| Work instructions |
In the data below, find the line containing "the wet rock"; reproduce that line and all subsequent lines exactly, and nothing else.

Items listed in a dataset
────────────────────
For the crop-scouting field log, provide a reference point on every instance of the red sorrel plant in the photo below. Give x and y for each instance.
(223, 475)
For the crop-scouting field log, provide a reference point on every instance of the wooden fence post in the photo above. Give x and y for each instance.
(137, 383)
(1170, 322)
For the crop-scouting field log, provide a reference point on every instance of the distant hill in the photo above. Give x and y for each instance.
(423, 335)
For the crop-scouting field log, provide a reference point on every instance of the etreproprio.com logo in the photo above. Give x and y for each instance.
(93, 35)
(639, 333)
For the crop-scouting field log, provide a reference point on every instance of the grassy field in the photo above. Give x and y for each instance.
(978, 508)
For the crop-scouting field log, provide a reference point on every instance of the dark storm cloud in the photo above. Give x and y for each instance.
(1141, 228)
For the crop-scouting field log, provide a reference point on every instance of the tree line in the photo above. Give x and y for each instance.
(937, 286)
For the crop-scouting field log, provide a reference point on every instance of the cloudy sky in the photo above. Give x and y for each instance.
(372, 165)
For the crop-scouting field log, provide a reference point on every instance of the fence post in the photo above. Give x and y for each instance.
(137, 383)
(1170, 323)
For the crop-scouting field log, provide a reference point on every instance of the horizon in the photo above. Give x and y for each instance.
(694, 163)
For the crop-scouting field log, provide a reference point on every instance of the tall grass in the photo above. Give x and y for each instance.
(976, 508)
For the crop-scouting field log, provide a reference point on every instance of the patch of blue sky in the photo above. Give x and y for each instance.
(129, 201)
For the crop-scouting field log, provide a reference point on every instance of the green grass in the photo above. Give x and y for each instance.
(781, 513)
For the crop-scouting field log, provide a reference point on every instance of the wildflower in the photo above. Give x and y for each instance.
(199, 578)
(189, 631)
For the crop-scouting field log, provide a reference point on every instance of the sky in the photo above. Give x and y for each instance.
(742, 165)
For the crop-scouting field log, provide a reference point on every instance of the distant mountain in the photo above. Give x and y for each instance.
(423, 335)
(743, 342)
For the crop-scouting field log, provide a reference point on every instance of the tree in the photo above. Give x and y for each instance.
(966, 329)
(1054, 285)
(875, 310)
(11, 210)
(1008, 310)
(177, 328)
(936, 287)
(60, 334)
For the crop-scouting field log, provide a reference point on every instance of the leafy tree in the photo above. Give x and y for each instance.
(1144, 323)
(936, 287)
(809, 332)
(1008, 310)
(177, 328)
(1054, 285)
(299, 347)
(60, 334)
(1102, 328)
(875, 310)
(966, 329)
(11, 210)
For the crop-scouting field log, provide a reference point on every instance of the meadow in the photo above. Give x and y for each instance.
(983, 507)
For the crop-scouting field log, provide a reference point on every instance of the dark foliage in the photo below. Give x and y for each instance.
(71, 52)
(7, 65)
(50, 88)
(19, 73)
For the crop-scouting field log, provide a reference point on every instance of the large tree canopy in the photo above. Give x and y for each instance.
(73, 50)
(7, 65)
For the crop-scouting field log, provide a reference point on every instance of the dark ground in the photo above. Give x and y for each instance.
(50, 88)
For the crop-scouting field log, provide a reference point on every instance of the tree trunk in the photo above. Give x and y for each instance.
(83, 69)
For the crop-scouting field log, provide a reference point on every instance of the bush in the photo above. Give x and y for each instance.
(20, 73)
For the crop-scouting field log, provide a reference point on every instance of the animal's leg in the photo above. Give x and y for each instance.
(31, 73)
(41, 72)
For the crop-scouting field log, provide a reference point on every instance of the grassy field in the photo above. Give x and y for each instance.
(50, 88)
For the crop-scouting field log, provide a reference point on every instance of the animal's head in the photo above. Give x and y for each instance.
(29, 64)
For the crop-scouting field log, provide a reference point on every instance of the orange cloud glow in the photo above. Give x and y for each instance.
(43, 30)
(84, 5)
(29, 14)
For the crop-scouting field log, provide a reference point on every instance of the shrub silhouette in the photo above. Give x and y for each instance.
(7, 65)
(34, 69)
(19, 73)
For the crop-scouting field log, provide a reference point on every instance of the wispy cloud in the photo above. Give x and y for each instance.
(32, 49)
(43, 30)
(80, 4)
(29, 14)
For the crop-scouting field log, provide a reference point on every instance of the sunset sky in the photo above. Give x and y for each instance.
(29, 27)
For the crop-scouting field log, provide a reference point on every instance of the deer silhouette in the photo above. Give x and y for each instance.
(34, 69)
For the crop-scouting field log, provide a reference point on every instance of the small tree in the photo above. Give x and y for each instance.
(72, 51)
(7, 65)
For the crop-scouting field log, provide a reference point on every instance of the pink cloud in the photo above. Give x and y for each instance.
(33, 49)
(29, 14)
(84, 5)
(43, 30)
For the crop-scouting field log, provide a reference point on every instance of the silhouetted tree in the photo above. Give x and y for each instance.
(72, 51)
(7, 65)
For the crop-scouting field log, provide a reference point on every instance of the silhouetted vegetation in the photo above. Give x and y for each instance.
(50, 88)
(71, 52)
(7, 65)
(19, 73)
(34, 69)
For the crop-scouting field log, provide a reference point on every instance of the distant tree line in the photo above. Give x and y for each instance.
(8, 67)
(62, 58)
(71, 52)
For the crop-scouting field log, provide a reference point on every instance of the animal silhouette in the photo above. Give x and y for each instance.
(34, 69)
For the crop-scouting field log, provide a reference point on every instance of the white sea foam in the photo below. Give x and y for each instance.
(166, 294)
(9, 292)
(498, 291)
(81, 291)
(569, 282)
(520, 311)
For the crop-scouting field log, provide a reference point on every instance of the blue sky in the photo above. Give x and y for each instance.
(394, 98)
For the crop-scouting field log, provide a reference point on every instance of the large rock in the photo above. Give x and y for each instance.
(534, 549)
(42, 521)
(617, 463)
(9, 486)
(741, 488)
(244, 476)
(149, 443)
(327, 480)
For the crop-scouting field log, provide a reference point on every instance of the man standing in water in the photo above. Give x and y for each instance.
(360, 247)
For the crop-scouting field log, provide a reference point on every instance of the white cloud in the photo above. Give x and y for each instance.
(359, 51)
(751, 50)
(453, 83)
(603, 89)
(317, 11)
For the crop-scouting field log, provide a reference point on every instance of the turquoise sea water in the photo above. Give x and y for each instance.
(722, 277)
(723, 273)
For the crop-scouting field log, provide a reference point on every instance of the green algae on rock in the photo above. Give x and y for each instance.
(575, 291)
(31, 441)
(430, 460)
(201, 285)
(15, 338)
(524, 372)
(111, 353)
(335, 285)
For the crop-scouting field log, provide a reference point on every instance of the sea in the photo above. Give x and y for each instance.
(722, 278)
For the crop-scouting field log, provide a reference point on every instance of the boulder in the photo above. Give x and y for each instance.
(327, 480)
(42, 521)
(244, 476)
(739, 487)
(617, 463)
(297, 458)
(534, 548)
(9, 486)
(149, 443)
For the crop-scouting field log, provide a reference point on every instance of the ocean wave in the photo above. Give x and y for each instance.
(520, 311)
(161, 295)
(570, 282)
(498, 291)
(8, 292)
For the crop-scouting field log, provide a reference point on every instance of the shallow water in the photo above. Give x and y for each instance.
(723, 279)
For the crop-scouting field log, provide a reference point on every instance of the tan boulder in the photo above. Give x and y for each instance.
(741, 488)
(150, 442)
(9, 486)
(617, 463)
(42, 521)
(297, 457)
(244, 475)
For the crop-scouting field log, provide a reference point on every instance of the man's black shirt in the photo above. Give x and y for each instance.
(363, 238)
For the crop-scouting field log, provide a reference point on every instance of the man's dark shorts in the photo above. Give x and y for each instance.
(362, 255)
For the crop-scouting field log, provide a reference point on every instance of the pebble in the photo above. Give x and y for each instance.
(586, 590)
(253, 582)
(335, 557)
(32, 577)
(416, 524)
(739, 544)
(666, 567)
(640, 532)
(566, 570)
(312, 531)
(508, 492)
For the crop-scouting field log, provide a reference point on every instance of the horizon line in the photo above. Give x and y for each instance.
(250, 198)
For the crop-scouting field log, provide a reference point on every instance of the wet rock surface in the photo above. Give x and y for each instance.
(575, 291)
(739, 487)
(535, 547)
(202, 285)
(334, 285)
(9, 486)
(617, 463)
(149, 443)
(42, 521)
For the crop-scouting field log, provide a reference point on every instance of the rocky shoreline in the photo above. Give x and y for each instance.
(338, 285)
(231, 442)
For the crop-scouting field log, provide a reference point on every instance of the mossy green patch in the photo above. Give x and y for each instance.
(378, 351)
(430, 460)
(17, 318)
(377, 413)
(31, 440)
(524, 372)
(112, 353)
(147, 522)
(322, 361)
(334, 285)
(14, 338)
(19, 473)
────────────────────
| Written response |
For the crop-scouting field log, provide a reference point on every instance of the wet rock surface in the photo above. Give x and y for each instance.
(575, 291)
(739, 487)
(535, 547)
(202, 285)
(334, 285)
(9, 486)
(617, 463)
(149, 443)
(42, 521)
For the crop-scouting field log, provide a reference point on every instance of the rocky shoreline in the photo above. Give x and y for each instance.
(338, 285)
(231, 442)
For the crop-scouting field log, provide a reference point on every instance of the mossy green patch in the photo above. Give x and y for each instance.
(378, 351)
(430, 460)
(17, 318)
(377, 413)
(31, 440)
(524, 372)
(112, 353)
(147, 522)
(322, 361)
(334, 285)
(14, 338)
(19, 473)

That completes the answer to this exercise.